| Document segment |
Content starts

Geography
- Location: Richmond, Virginia, United States
- Coordinates: 37°32′25.9″N 77°25′44″W﻿ / ﻿37.540528°N 77.42889°W

History
- Opened: 1947

Links
- Lists: Hospitals in Virginia

= Evans-Haynes Burn Center =

The Evans-Haynes Burn Center at the VCU Medical Center/Virginia Commonwealth University was founded in 1947 and is the oldest civilian burn center in the country. Dr. Everret I. Evans founded the center and was medical director from 1947 to 1954. During Evan's tenure as Burn Director, many advances in burn care were developed including the establishment of the first civilian intensive care unit and the development of the first protocol for fluid resuscitation post burn. He was followed by Dr. Boyd W. Haynes, who directed the unit for 36 years. A succession of MDs have directed the Center since 1990.

In November 2008, the Evans-Haynes Burn Center relocated to the new Critical Care Hospital, 8th Floor. Patient capacity expanded from 12 to 16 beds and the ICU capability doubled. In addition, the unit reformatted to all private rooms for non-acute patients and included an area for family to stay and participate in care. The center averages 600 admissions a year and 2500 outpatient visits per year. The patient population is made up of all ages, from pediatric to geriatric. VCU Medical Center is a Level I trauma center. VCU Burn Center is the only American Burn Association-Verified Burn Center in the Commonwealth of Virginia.

Content ends

Segmentation mask data
Content starts

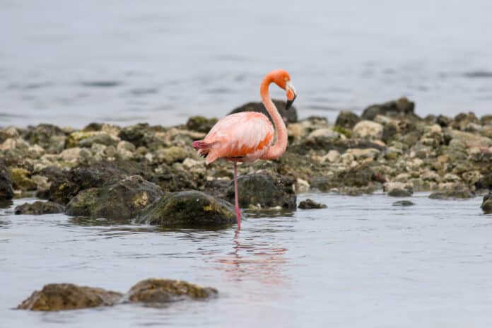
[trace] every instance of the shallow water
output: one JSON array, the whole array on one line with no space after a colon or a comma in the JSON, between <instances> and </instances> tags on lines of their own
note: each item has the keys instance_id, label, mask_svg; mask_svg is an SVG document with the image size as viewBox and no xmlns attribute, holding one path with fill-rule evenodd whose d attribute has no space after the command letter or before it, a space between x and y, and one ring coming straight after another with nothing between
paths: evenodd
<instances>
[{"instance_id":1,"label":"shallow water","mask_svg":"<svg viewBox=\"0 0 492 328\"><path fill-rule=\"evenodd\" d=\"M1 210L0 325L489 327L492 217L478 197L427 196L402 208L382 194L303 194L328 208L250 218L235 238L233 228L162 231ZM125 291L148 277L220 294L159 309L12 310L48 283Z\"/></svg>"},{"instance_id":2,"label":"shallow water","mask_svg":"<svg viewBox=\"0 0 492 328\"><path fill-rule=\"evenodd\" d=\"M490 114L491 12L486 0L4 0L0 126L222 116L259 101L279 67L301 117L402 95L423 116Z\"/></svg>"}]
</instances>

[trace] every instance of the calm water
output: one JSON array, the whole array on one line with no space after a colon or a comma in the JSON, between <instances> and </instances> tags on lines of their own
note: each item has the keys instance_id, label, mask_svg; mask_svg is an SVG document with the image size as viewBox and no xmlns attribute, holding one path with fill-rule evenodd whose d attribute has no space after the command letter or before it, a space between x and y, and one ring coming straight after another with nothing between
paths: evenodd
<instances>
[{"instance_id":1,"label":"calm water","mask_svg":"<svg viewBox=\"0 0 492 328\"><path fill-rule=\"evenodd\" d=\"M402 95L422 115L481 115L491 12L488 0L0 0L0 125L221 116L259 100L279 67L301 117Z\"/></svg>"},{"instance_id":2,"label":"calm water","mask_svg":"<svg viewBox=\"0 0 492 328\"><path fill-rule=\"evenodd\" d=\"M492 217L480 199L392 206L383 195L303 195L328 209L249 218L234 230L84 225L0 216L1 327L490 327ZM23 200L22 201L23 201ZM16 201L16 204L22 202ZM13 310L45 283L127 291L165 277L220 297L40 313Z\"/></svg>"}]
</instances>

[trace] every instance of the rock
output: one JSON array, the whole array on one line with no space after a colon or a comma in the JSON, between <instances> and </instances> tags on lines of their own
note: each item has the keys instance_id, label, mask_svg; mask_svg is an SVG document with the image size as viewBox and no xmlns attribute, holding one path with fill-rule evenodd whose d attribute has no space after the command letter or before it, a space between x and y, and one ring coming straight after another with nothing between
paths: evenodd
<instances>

Content ends

| Tasks to perform |
**1.** Extract the portion of the burn center text between "The Evans-Haynes Burn Center at" and "Center since 1990.", inclusive.
**2.** In the burn center text, how many beds did the unit have after its November 2008 move?
**3.** Please carry on the Evans-Haynes Burn Center text from the point where it ends.
These rows have no connection to the burn center text.

| Answers given |
**1.**
The Evans-Haynes Burn Center at the VCU Medical Center/Virginia Commonwealth University was founded in 1947 and is the oldest civilian burn center in the country. Dr. Everret I. Evans founded the center and was medical director from 1947 to 1954. During Evan's tenure as Burn Director, many advances in burn care were developed including the establishment of the first civilian intensive care unit and the development of the first protocol for fluid resuscitation post burn. He was followed by Dr. Boyd W. Haynes, who directed the unit for 36 years. A succession of MDs have directed the Center since 1990.

**2.** 16 beds

**3.**
The Evans-Haynes Burn Center serves as a regional resource for the care of acute burns whether they be thermal, chemical, or electrical in nature. The Center uses an interdisciplinary approach to medicine, incorporating doctors, nurses, occupational therapists, psychiatrists, dieticians, and social workers in returning burn survivors to everyday life. The center is supported by the Old Dominion Professional Fire Fighters Burn Foundation.

The Evans-Haynes Burn Center is a training facility for general surgery resident physicians from VCU School of Medicine, University of Virginia School of Medicine, and Virginia Tech Carilion School of Medicine and Research Institute. The center plays a vital role in providing acute burn care training to U.S. Navy Special Forces combat medics. The center holds the only burn surgery fellowship training position in the Commonwealth of Virginia.